* [What needs to be done]
In the Jim Clarke profile below, who held the office of High Sheriff of Belfast immediately before him?

* [Passage to read]
>>>>>
High Sheriff of Belfast
- In office 1998–1999
- Preceded by: Nelson McCausland
- Succeeded by: Robin Newton

Member of Belfast City Council
- In office 17 May 1989 – 5 May 2005
- Preceded by: William Blair
- Succeeded by: Christopher Stalford
- Constituency: Laganbank

Member of the Northern Ireland Forum for Belfast South
- In office 30 May 1996 – 25 April 1998

Personal details
- Born: Belfast, Northern Ireland
- Party: Ulster Unionist Party
- Spouse: Margaret Clarke

= Jim Clarke (Northern Ireland politician) =

Politician from Belfast

James Clarke, known as Jim Clarke, is a former Ulster Unionist Party (UUP) politician.
Clarke was High Sheriff of Belfast between 1998 and 1999, and was a Belfast City councillor for the Laganbank DEA from 1989 to 2005.
==Political career==
Clarke became active in the Ulster Unionist Party, and was elected for the Laganbank area on Belfast City Council at the 1989 Northern Ireland local elections. He held his seat in 1993, and was then also elected to the Northern Ireland Forum, representing Belfast South. However, he failed to hold this seat at the 1998 Northern Ireland Assembly election.
<<<<<
* [Provided records]
>>>>>
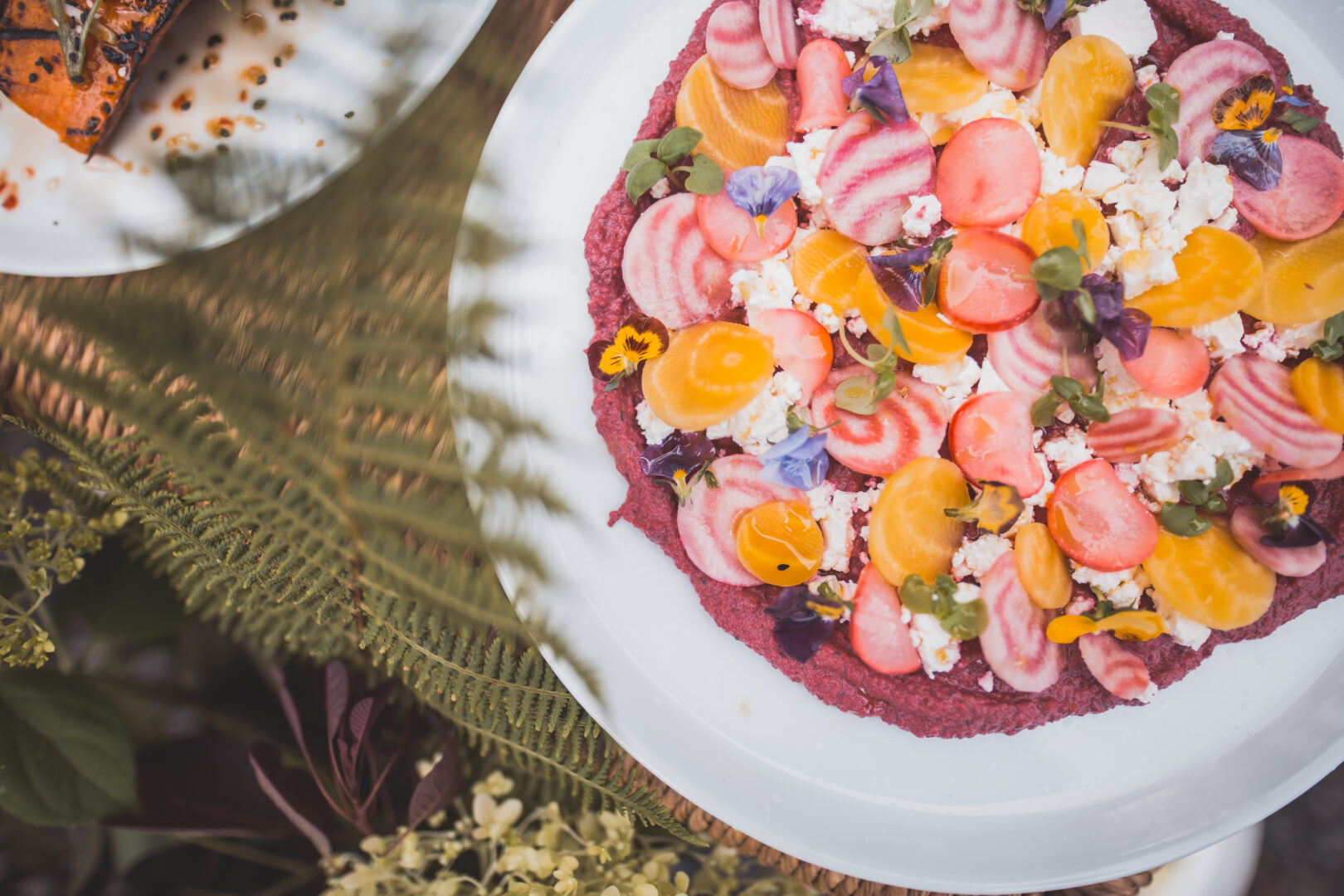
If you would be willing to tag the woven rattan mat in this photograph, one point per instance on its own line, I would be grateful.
(465, 106)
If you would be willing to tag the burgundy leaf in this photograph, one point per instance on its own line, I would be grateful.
(435, 790)
(275, 782)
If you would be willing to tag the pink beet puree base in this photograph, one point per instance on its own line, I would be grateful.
(951, 705)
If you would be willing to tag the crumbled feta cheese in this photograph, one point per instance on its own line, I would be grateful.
(1222, 336)
(1068, 450)
(827, 317)
(1142, 269)
(834, 512)
(655, 430)
(765, 285)
(975, 557)
(863, 19)
(763, 421)
(1124, 589)
(938, 650)
(1101, 178)
(1057, 175)
(1183, 631)
(955, 381)
(990, 379)
(923, 212)
(1127, 22)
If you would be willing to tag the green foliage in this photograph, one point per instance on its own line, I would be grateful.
(65, 752)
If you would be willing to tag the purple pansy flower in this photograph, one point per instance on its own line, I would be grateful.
(799, 461)
(878, 91)
(679, 460)
(802, 621)
(760, 190)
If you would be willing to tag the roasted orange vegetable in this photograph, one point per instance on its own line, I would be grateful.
(34, 75)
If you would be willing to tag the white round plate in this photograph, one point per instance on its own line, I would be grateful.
(1073, 802)
(344, 74)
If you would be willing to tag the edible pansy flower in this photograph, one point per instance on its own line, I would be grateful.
(640, 338)
(799, 461)
(1244, 145)
(760, 191)
(1288, 523)
(802, 621)
(680, 460)
(877, 90)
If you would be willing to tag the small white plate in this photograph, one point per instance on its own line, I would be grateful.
(344, 74)
(1074, 802)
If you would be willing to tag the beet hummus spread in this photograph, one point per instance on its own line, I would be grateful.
(1142, 483)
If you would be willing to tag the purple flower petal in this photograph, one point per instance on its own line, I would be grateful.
(1250, 155)
(760, 190)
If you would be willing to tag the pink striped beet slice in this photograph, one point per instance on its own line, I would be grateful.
(1254, 395)
(737, 49)
(910, 422)
(670, 269)
(869, 173)
(1001, 39)
(707, 522)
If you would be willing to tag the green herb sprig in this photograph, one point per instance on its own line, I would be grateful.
(1186, 519)
(962, 621)
(862, 394)
(1163, 112)
(1064, 388)
(1332, 345)
(648, 162)
(894, 42)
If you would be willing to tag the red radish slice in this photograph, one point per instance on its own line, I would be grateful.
(670, 269)
(1254, 395)
(1174, 364)
(1248, 528)
(780, 32)
(986, 281)
(1116, 668)
(733, 231)
(1309, 197)
(707, 523)
(1001, 41)
(910, 422)
(869, 173)
(990, 173)
(991, 441)
(1014, 642)
(1027, 355)
(735, 47)
(1097, 522)
(1266, 486)
(1132, 434)
(821, 67)
(802, 347)
(1203, 74)
(877, 631)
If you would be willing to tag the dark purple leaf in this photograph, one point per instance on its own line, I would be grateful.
(275, 781)
(436, 789)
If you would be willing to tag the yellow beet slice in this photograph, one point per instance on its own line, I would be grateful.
(908, 531)
(1218, 273)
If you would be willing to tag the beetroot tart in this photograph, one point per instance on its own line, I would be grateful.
(977, 360)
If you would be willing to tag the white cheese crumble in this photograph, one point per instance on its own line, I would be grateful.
(975, 557)
(1127, 22)
(655, 430)
(1224, 336)
(919, 219)
(834, 512)
(955, 381)
(1124, 589)
(763, 421)
(938, 650)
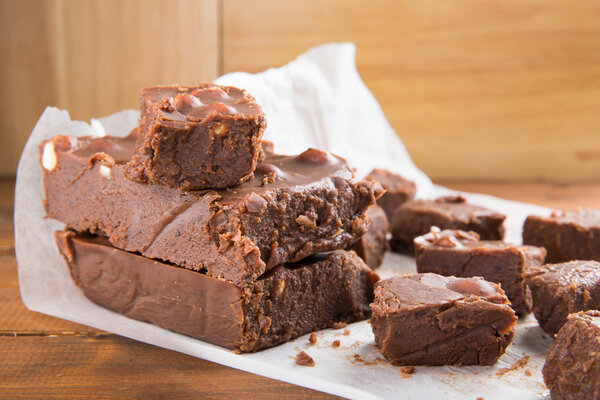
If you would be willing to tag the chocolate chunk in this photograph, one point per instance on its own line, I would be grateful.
(398, 190)
(267, 312)
(234, 234)
(572, 369)
(429, 319)
(567, 236)
(371, 247)
(201, 137)
(416, 217)
(561, 289)
(462, 254)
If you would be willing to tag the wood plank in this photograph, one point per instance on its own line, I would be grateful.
(476, 89)
(108, 366)
(92, 57)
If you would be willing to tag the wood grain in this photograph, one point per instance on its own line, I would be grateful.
(477, 89)
(92, 57)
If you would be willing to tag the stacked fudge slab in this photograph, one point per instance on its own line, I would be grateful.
(460, 253)
(435, 320)
(572, 235)
(252, 241)
(416, 217)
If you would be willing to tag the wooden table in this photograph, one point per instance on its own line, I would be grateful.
(46, 357)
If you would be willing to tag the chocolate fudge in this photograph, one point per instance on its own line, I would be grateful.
(567, 236)
(561, 289)
(429, 319)
(398, 190)
(572, 369)
(416, 217)
(371, 247)
(288, 301)
(460, 253)
(202, 137)
(294, 206)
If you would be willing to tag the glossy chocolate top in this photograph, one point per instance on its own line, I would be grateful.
(193, 104)
(421, 289)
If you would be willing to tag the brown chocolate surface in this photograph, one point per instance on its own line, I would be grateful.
(567, 236)
(572, 368)
(287, 302)
(202, 137)
(429, 319)
(371, 247)
(416, 217)
(561, 289)
(398, 190)
(462, 254)
(293, 207)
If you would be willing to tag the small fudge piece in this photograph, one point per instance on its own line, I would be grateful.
(460, 253)
(202, 137)
(371, 247)
(567, 236)
(416, 217)
(572, 369)
(293, 207)
(272, 310)
(429, 319)
(561, 289)
(398, 190)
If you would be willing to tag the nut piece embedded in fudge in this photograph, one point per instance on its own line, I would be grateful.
(572, 369)
(398, 190)
(336, 286)
(429, 319)
(561, 289)
(203, 137)
(573, 235)
(371, 247)
(294, 206)
(460, 253)
(416, 217)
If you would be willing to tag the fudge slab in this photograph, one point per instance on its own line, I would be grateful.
(371, 247)
(429, 319)
(573, 235)
(398, 190)
(415, 218)
(293, 207)
(561, 289)
(462, 254)
(202, 137)
(287, 302)
(572, 368)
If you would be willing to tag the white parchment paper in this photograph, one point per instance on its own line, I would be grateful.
(317, 100)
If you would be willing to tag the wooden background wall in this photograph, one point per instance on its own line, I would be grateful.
(477, 89)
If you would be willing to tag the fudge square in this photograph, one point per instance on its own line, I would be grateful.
(561, 289)
(429, 319)
(371, 246)
(416, 217)
(202, 137)
(398, 190)
(572, 369)
(287, 302)
(573, 235)
(294, 206)
(460, 253)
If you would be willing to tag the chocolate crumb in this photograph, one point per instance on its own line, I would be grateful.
(408, 369)
(521, 362)
(304, 360)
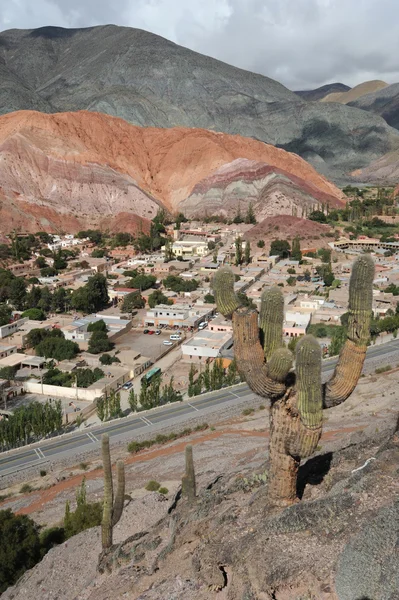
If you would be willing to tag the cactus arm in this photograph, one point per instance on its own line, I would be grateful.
(296, 424)
(120, 493)
(250, 356)
(351, 358)
(223, 288)
(271, 320)
(188, 481)
(106, 525)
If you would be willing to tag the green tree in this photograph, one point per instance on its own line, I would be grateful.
(107, 359)
(133, 401)
(18, 293)
(99, 342)
(8, 373)
(247, 255)
(41, 262)
(93, 296)
(296, 253)
(5, 314)
(238, 256)
(178, 284)
(250, 218)
(86, 515)
(169, 254)
(19, 547)
(191, 375)
(318, 216)
(97, 326)
(280, 248)
(35, 314)
(158, 297)
(141, 282)
(58, 348)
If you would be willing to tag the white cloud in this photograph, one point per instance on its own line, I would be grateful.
(302, 43)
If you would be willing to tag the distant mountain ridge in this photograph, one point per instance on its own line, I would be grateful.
(323, 91)
(82, 169)
(150, 81)
(367, 87)
(384, 102)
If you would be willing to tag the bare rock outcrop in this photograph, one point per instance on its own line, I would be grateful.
(89, 167)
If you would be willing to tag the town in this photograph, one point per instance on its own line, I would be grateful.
(96, 327)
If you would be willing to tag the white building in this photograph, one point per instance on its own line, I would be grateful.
(177, 315)
(186, 248)
(207, 344)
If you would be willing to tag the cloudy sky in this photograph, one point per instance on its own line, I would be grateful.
(301, 43)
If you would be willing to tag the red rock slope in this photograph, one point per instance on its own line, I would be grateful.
(70, 170)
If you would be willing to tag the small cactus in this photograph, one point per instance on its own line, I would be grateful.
(188, 481)
(297, 399)
(112, 511)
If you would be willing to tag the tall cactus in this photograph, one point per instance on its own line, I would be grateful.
(112, 511)
(188, 479)
(297, 399)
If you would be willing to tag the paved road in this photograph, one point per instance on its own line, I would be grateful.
(152, 421)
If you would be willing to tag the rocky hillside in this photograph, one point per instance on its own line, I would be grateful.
(322, 92)
(73, 169)
(338, 543)
(384, 171)
(384, 102)
(150, 81)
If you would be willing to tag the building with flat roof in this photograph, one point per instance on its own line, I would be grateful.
(177, 315)
(206, 344)
(187, 248)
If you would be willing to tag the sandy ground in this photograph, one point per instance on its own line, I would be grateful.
(227, 446)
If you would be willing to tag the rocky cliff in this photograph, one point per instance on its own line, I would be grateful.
(75, 169)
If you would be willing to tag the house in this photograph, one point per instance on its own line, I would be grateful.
(207, 344)
(177, 315)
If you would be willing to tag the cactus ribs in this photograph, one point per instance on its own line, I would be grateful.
(297, 398)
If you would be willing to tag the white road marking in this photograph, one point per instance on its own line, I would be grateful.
(39, 453)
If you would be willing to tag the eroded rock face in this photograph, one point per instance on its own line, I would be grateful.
(152, 82)
(88, 166)
(369, 565)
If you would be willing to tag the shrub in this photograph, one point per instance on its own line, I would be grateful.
(135, 446)
(99, 342)
(97, 326)
(35, 314)
(248, 411)
(383, 369)
(107, 359)
(152, 486)
(51, 537)
(25, 488)
(19, 547)
(86, 515)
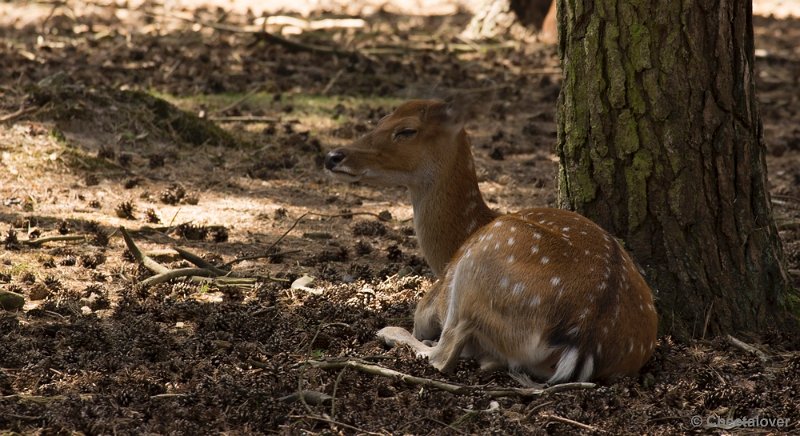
<<<<<
* [Problem solution]
Nelson McCausland